(Excerpts of location labeling data)
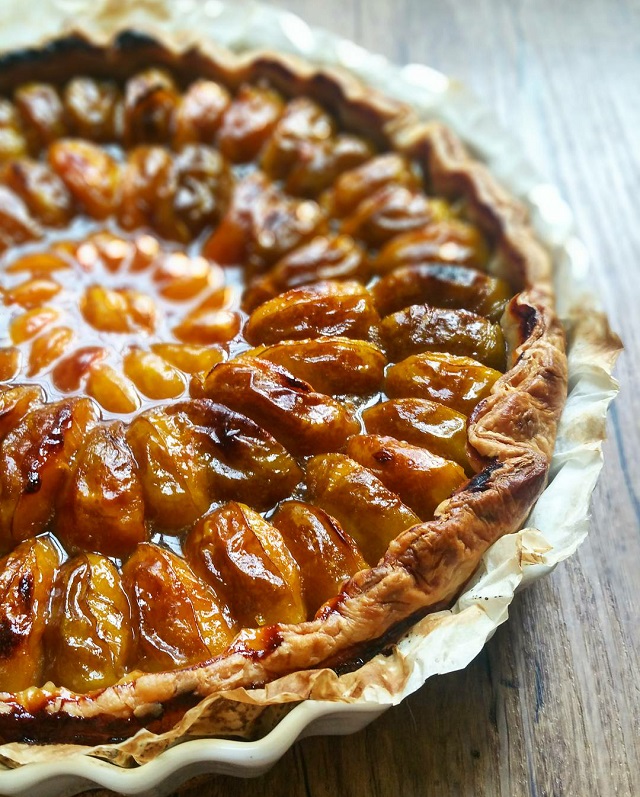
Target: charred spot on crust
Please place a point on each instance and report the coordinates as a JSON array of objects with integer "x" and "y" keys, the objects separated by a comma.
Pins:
[
  {"x": 295, "y": 383},
  {"x": 382, "y": 456},
  {"x": 134, "y": 39},
  {"x": 34, "y": 482},
  {"x": 527, "y": 317},
  {"x": 270, "y": 639},
  {"x": 10, "y": 637},
  {"x": 480, "y": 482},
  {"x": 25, "y": 588}
]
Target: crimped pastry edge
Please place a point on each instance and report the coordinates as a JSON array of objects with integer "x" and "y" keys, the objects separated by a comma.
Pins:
[{"x": 511, "y": 433}]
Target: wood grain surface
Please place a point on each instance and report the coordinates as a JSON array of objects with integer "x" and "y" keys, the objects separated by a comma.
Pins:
[{"x": 552, "y": 705}]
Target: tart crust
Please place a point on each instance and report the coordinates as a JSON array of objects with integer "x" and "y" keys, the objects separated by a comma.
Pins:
[{"x": 511, "y": 433}]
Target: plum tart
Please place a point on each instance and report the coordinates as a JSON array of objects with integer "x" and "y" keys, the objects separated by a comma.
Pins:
[{"x": 278, "y": 363}]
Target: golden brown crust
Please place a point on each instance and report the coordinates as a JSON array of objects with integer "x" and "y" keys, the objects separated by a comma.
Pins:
[{"x": 511, "y": 433}]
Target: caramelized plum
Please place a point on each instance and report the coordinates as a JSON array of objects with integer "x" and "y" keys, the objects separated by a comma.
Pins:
[
  {"x": 391, "y": 211},
  {"x": 34, "y": 467},
  {"x": 190, "y": 359},
  {"x": 93, "y": 109},
  {"x": 153, "y": 376},
  {"x": 44, "y": 193},
  {"x": 101, "y": 507},
  {"x": 17, "y": 225},
  {"x": 176, "y": 196},
  {"x": 444, "y": 286},
  {"x": 150, "y": 104},
  {"x": 335, "y": 366},
  {"x": 72, "y": 370},
  {"x": 48, "y": 347},
  {"x": 91, "y": 175},
  {"x": 203, "y": 188},
  {"x": 13, "y": 144},
  {"x": 422, "y": 328},
  {"x": 262, "y": 225},
  {"x": 327, "y": 555},
  {"x": 15, "y": 403},
  {"x": 26, "y": 576},
  {"x": 303, "y": 126},
  {"x": 206, "y": 325},
  {"x": 179, "y": 620},
  {"x": 117, "y": 310},
  {"x": 26, "y": 326},
  {"x": 248, "y": 122},
  {"x": 245, "y": 462},
  {"x": 325, "y": 163},
  {"x": 10, "y": 360},
  {"x": 421, "y": 479},
  {"x": 42, "y": 114},
  {"x": 305, "y": 152},
  {"x": 32, "y": 293},
  {"x": 356, "y": 185},
  {"x": 364, "y": 507},
  {"x": 148, "y": 184},
  {"x": 324, "y": 258},
  {"x": 423, "y": 423},
  {"x": 109, "y": 387},
  {"x": 445, "y": 241},
  {"x": 305, "y": 422},
  {"x": 173, "y": 467},
  {"x": 38, "y": 264},
  {"x": 89, "y": 636},
  {"x": 322, "y": 309},
  {"x": 200, "y": 113},
  {"x": 457, "y": 382},
  {"x": 246, "y": 560}
]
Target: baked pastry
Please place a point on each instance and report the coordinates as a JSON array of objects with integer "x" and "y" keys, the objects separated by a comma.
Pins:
[{"x": 278, "y": 364}]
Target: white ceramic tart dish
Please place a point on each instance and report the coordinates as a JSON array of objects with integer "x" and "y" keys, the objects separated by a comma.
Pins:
[{"x": 283, "y": 376}]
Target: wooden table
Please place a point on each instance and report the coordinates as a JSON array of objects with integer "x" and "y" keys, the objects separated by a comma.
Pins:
[{"x": 552, "y": 705}]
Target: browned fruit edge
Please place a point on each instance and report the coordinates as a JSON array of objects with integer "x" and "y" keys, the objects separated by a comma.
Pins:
[{"x": 511, "y": 433}]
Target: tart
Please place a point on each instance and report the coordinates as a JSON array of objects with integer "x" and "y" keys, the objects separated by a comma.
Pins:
[{"x": 278, "y": 364}]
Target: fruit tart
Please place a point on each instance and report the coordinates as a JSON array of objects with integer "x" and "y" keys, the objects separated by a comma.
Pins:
[{"x": 278, "y": 363}]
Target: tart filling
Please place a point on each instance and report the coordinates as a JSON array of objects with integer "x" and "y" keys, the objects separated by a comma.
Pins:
[{"x": 277, "y": 365}]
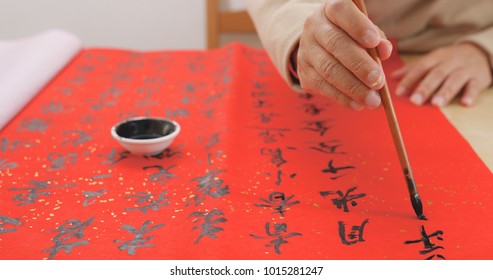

YOUR INSTRUCTIONS
Give the entries from the line with "Target: tart filling" through the end of the entries as a two-column CSV with the columns text and answer, one row per entry, with each value in a single quoted field and its line breaks replaced by spaces. Leave the pictures out.

ANSWER
text,answer
"Target: tart filling Please place a point on each instance and report the coordinates as a JSON array of objects with integer ""x"" and ""y"" keys, the objects separated by a comma. Pins:","[{""x"": 277, ""y"": 365}]"